TASK REQUIREMENTS:
[A] From the account of a breast cancer diagnosis below, list every medical role or group named in it.
[B] Based on the account of a breast cancer diagnosis below, mark each statement yes or no and quote the deciding words: (i) The writer's friend Natalie Hawes had leukaemia. (ii) The surgery was set for a Friday. (iii) The writer had many questions to ask the specialists.

TEXT BLOCK:
A very good friend when I was at school moulded the start of my teenage years to whom I thank . My friend Natalie Hawes had leukaemia and I never understood why she was taken so young. One thing I learnt about her is that her mum said she always talks about me , Sonia this Sonia that . why do we find this out when people have gone and its too late.  The British stiff upper lip doesn't allow us to always show how we feel. I made it my way to always tell people how I feel. If I care , if I think there good at something but always express how I feel. if there good at what they do , there job singing , art and more.
Anyway back to the appointment I went into a small room and spoke to a breast specialist she shook her head ( I  knew then this was Cancer )   My only real option available had been put forward to there specialist multi disciplinary team was to have a mastectomy on the right breast, I wondered whether there was any chance of the tumours being reduced but this wasn't the option available.
They were very kind and sensitive and asked me if I wanted to ask any questions. I didn't really have anything to ask at that point . However I agreed to surgery  and they had a space available that coming Thursday 12 the of December.  The surgeon wanted one of the certain anaesthetist and they were available that day so I thought at that point the inevitable would happen. I thought the  sooner it was done the better

2nd Appointment

This was last Summer on a long awaited holiday one of my most favourite pics .

EXTRACTED RECORDS:
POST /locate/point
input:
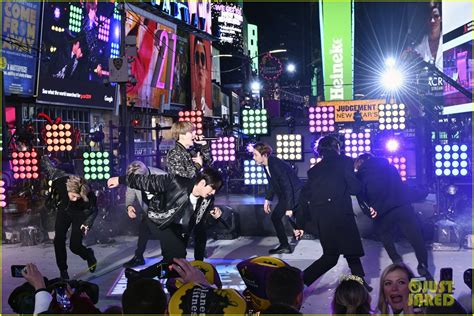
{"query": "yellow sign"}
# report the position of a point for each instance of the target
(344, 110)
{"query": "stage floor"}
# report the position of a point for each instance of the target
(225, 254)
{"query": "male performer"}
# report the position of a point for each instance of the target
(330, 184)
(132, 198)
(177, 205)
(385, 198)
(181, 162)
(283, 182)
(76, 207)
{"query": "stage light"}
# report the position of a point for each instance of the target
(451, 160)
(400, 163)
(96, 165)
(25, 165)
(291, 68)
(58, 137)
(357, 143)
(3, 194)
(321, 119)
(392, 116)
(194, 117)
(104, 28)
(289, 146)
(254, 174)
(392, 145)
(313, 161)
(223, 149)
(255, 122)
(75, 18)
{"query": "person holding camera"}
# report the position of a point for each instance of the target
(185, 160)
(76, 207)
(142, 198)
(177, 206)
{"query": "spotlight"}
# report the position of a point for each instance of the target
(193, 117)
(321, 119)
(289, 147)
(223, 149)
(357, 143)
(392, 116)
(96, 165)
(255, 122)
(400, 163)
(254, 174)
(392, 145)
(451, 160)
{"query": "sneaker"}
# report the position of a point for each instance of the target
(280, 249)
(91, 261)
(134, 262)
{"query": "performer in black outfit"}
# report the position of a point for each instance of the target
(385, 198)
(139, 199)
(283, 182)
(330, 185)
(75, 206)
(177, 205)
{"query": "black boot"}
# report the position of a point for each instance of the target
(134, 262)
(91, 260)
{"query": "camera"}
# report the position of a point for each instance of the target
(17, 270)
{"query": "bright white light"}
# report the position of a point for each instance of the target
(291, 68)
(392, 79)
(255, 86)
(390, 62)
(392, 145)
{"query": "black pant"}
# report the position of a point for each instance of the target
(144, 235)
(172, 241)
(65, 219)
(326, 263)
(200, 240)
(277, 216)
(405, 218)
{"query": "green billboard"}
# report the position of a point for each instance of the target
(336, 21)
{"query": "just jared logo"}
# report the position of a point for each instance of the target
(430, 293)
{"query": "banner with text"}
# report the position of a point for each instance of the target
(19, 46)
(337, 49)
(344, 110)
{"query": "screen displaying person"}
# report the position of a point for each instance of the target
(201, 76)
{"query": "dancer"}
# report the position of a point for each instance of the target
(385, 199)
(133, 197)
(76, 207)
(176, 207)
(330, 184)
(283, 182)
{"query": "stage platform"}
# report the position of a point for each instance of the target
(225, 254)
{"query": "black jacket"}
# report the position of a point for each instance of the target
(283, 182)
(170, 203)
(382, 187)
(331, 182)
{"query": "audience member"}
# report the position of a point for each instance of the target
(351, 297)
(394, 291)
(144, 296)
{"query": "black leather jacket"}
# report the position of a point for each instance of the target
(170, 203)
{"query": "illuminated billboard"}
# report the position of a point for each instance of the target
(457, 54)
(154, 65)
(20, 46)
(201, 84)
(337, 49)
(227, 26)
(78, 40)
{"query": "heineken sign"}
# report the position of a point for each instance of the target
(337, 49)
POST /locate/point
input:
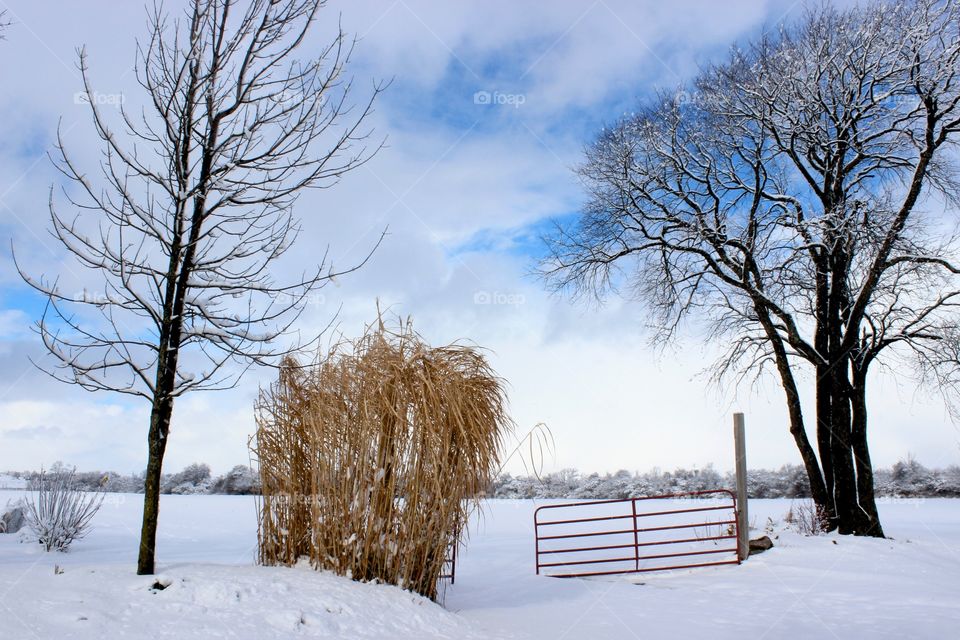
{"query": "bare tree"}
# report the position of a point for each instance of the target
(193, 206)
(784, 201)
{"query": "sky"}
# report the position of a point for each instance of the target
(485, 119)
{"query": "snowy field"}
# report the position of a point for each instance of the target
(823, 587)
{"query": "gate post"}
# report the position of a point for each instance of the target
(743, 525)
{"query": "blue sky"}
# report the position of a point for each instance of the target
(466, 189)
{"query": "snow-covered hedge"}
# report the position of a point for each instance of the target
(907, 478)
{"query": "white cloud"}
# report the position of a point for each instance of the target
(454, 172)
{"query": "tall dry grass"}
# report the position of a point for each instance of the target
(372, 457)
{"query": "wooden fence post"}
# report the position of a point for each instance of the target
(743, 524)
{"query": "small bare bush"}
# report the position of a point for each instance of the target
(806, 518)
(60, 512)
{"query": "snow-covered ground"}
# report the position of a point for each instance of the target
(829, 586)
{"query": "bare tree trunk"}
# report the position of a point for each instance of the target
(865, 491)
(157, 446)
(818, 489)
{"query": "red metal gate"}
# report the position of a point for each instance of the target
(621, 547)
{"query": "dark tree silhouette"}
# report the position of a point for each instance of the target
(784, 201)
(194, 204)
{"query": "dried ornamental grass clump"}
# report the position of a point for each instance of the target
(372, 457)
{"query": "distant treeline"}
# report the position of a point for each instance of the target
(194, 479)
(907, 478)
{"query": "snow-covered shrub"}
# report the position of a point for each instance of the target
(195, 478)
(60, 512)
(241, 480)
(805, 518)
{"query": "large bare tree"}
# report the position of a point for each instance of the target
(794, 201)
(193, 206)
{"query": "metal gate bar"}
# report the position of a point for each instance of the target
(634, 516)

ANSWERS BELOW:
[A] breast specialist; specialist multi disciplinary team; surgeon; anaesthetist

[B]
(i) Yes: "My friend Natalie Hawes had leukaemia"
(ii) No: "they had a space available that coming Thursday"
(iii) No: "I didn't really have anything to ask at that point"